# start of Text excerpt
Now, suppose an individual is a member of a certain universe, of course that individual is not a member of certain other universes. So, yes, there is no individual that is a member of every universe. — TonesInDeepFreeze

Hmm, but isn't that what the advocates of the modal ontological argument would reject? They would not be convinced with just “of course that individual is not a member of certain other universes” because they argue that God, and God alone, is a member of all “universes” or “possible worlds” without exception.

Or is there some significant difference between “universe” and “possible world” in the case of God?

Name one thing in modal logic literature that proved something in philosophy. — Gregory

I have not claimed that modal logic proves anything in philosophy. And that does not entail that modal logic does not prove anything in philosophy nor that I hold that modal logic does not prove anything in philosophy. Still, even though I am not obligated to support that which I have not claimed, one observes that the subjects of necessity and contingency are themselves philosophical topics. And, turning back around, modal logic itself is a subject of philosophy. And modal logic applied to mathematical logic has a role in the philosophy of mathematics. Meanwhile, in your readings about modal logic on the Internet, you really found nothing about application of modal logic to philosophy? You didn't look further beyond the Wikipedia article you looked at (I only guess you actually read it) - on such subjects the article mentions as knowledge, belief, temporality and morality?

It's interesting that people on the Internet have such vociferous opinions on entire fields of study that they know nothing about except skimming a Wikipedia article and a few other dubiously researched web pages and posts.

What I see as the problem with modal logic and the way many posters reason on this forum too is trying to use logic to prove something beyond itself. Proper philosophical intuition rarely considers logic as logic

Aristotle did, indeed, describe the figures of syllogism just as he did with countless other forms of spirit and nature, but in his metaphysical concepts he was so far from seeking to make the form of the syllogism of the understanding the basis and criterion that one might say not a single one of the metaphysical concepts could have arisen or stood on ground, if it had been subjected to the laws of logic. Even if, in his own way, Aristotle began much that is essentially a product of description and of understanding, the speculative concept is always what is dominant for him, and he does not allow the forms of syllogism to govern or encroach on the sphere of speculative philosophy- Hegel in "Logic"

I'll give the definitions, then I'll address your formulation.

Let 'A' notate the universal quantifier.

We define 'model for a first order language' as a function F on certain symbols of the language, such that

F('A') is a non-empty set. F('A') is called 'the universe for the model F'.

For an n-place (n being 0 or greater) predicate symbol 'R', F('R') is an n-ary relation on the universe.

For an n-place (n being 0 or greater) operation symbol 'g', F('g') is an n-ary function on the universe.
# end of Text excerpt
▸ **Things to do**
1: Sum up the modal logic thread in two sentences.
2: Answer these questions about the modal logic thread:
(a) What letter notates the universal quantifier?
(b) Which subjects does the Wikipedia article mention, according to the reply to Gregory?
(c) In which work does the quoted passage about Aristotle appear?
3: Carry the modal logic thread forward from its final definition.
# start of Dataset extract
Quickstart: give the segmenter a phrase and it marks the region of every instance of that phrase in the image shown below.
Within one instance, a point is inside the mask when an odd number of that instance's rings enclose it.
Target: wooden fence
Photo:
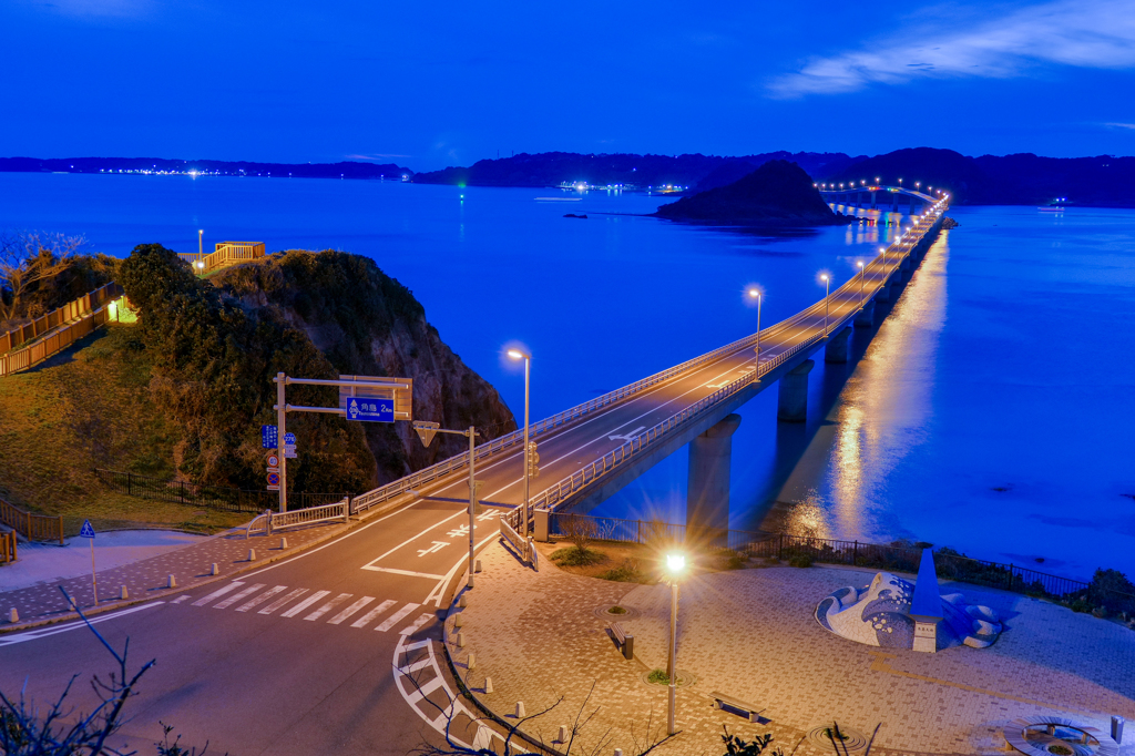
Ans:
# end of Dataset extract
▸ **Expected results**
1: One participant asks whether advocates of the modal ontological argument would reject the claim that no individual is a member of every universe, since they argue that God alone is a member of all possible worlds. The thread also disputes whether modal logic has proved anything in philosophy, quotes Hegel on Aristotle not letting the forms of syllogism govern speculative philosophy, and begins defining a model for a first order language as a function on certain symbols of that language.

2:
(a) 'A'
(b) Knowledge, belief, temporality and morality.
(c) Hegel's "Logic".

3:
So a model for a first order language specifies a "possible world".

/

We define 'model' for a first order modal language' as a tuple <W c> such that

W is a non-empty set of first order models for the language. W is the set of "possible worlds".

c is a 2-place relation on W. c is the accessibility relation.

/

To build a model, we set up a bunch of possible worlds. — Banno

For modal, a model has a non-empty set of possible worlds and an accessibility relation on the set of possible worlds.

Within that universe — Banno

For modal, there may be more than one universe.

"a" refers to some given individual. — Banno

For a given possible world, 'a' refers to a member of the universe of that possible world.

In some possible worlds, "a" exists, in others, "a" does not exist — Banno

No, 'a' is a symbol, not an individual. For a given possible world, 'a' names a member of the universe of that possible world. And for any possible world, some member of the universe of that possible world is named by 'a'.

First order logic gets its content from non logic — Gregory

I don't know what you intend to mean with that.

The a first order theory of course includes non-logical symbols and, if not the pure first order theory for that language, the theory includes non-logical theorems. The content expressed is given by models.

Has modal logic always fail or has it proved something which takes logic to prove? After all logic is about proof

In some possible worlds, "a" exists, in others, "a" does not exist
— Banno

No, 'a' is a symbol, not an individual. For a given possible world, 'a' names a member of the universe of that possible world. And for any possible world, some member of the universe of that possible world is named by 'a'. — TonesInDeepFreeze

So the member of the universe named by "a" exists in some possible worlds but not others.

Must there be an individual named by "a" that exists in every possible world? Can there be an individual that exists in every possible world?

Now, suppose an individual is a member of a certain universe, of course that individual is not a member of certain other universes. So, yes, there is no individual that is a member of every universe.
— TonesInDeepFreeze

Hmm, but isn't that what the advocates of the modal ontological argument would reject? — Amalac

I don't know. I'd have to see the specific argument formalized.

Perhaps such arguments have additional premises other than the mere proof apparatus of whatever given modal system? Of course, with certain premises, we can compel certain semantical results that are not compelled by the logic alone.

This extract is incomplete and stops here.